— BEGIN PROVIDED PASSAGE —

I`m writing this at midnight knowing full well that the alarm clock will rung loudly around 5AM this morning and that I will be at the market by 5.30 at the latest.  I adore shopping for a dinner party and New Years will see me finalizing my menu as I shop in the early morning.  There`s nothing quite like it – and I mean that in a good way.

Dana and I were surprised to learn yesterday that we were both nominated and named as finalists in 2 categories of the Canadian Food Blog Awards.  Humbled, honoured and flattered beyond belief is the best description of how we feel.  Seeing the names of the other blogs (as well as some that are new to me – and having checked them out, I have some more reading to do as I`m excited to see some content and people I dearly want to know more about) made me gulp to be included on the list.  We are most thankful.

It`s very easy to write at 5AM and forget that people actually read.  I don`t mean that to insult those who do – I am grateful for your visits, comments and sharing of your own experiences.  It`s just that when one writes at 5AM, generally still bleary eyed and writing a post that I literally dreamed about, it`s easy to imagine that no one would be interested in the output.  One of the reasons for starting the blog was so that I could go back and find my own preserving recipes and perhaps that helps perpetuate that bias.

— END PROVIDED PASSAGE —

▶ SHORT TASK 1: In the food blog post, how many categories of the Canadian Food Blog Awards were the writer and Dana named finalists in?
▶ SHORT TASK 2: Carry on the food blog post from its final sentence.
The listing that comes next is from a separate source.

— BEGIN LISTED ENTRIES —

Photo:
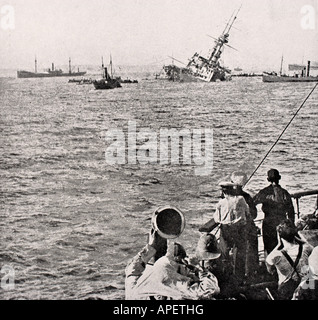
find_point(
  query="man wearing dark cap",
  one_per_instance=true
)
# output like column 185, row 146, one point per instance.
column 277, row 206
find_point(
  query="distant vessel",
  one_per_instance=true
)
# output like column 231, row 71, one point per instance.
column 201, row 68
column 107, row 82
column 302, row 74
column 50, row 73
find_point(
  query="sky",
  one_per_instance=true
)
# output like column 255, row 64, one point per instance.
column 145, row 32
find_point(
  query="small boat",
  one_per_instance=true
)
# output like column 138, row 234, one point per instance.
column 108, row 81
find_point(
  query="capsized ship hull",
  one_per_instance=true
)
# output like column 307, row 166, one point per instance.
column 207, row 69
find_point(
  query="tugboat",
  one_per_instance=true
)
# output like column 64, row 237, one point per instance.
column 201, row 68
column 108, row 81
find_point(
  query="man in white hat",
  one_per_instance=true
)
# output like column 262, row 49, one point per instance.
column 230, row 216
column 308, row 288
column 239, row 178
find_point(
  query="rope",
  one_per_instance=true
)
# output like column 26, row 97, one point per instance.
column 281, row 134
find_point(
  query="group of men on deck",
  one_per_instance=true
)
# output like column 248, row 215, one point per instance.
column 226, row 257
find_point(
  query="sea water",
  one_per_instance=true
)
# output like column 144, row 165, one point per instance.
column 70, row 221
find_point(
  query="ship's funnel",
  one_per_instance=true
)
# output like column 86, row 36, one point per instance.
column 308, row 69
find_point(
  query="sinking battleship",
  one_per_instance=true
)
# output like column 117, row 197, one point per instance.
column 201, row 68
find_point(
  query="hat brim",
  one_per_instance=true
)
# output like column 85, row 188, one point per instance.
column 208, row 255
column 227, row 184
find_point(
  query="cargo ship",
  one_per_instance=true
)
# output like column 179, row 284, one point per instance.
column 301, row 74
column 50, row 72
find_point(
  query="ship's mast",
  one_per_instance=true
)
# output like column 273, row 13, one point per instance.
column 111, row 66
column 69, row 66
column 218, row 48
column 281, row 66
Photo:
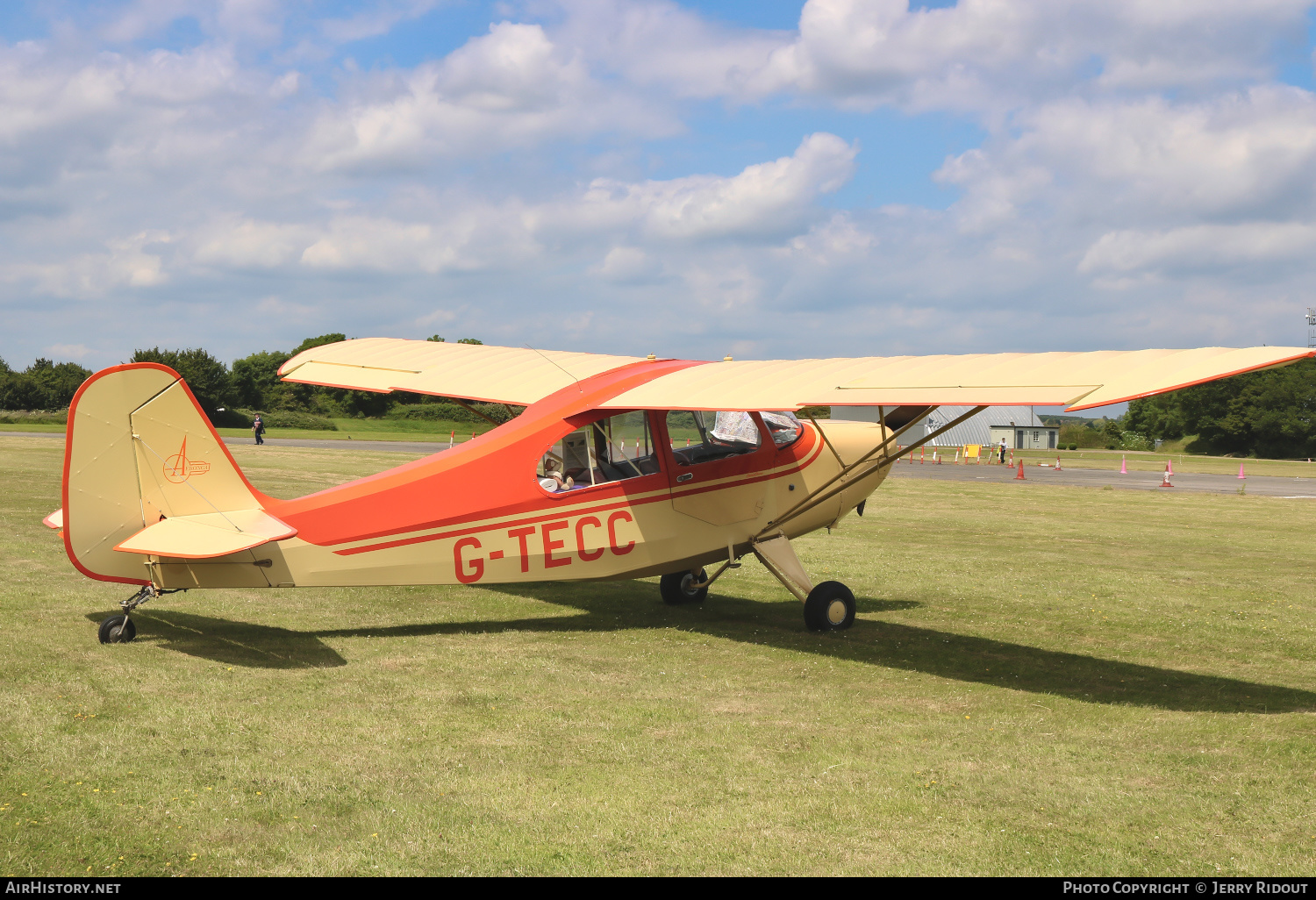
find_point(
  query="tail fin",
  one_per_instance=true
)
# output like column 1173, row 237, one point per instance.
column 147, row 474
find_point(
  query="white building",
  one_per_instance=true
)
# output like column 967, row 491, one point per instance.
column 1019, row 425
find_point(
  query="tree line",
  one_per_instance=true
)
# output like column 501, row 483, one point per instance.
column 228, row 394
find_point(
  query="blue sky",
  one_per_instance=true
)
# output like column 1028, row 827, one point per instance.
column 766, row 179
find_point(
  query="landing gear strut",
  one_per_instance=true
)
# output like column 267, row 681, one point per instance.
column 829, row 608
column 120, row 629
column 679, row 587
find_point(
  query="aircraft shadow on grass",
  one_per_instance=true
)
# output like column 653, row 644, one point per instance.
column 608, row 607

— END LISTED ENTRIES —

▶ TASK OUTPUT 1: They were named finalists in two categories.

▶ TASK OUTPUT 2:
It`s my understanding that there was a huge amount of entries – well over 100 early into the process.  To be named as finalists in `the categories of `Best Niche Blog`and `Best Local Seasonal` blog is as large an honour we`ve had in the time we`ve shared this hobby.

My main reason for today`s post is to send a hopeful thank you to the individual or individuals who nominated us as well as to thank the organizers (the wonderful Beer and Buttertarts is spearheading this) for their work in compiling all of this together.  The truth of the matter is we were planning a self-nominating (which was allowed) when life got too busy.  Thank you for taking the time to nominate us and sharing the word we are trying to spread together.  My smile touched both my ears all evening this eve.

You really should take a look at all of the finalists – there`s a tonne of great blogs in the list of finalists (as well as many not on it) – time for me to check out a few more before tucking in and dreaming of the final touches to the menu tomorrow night.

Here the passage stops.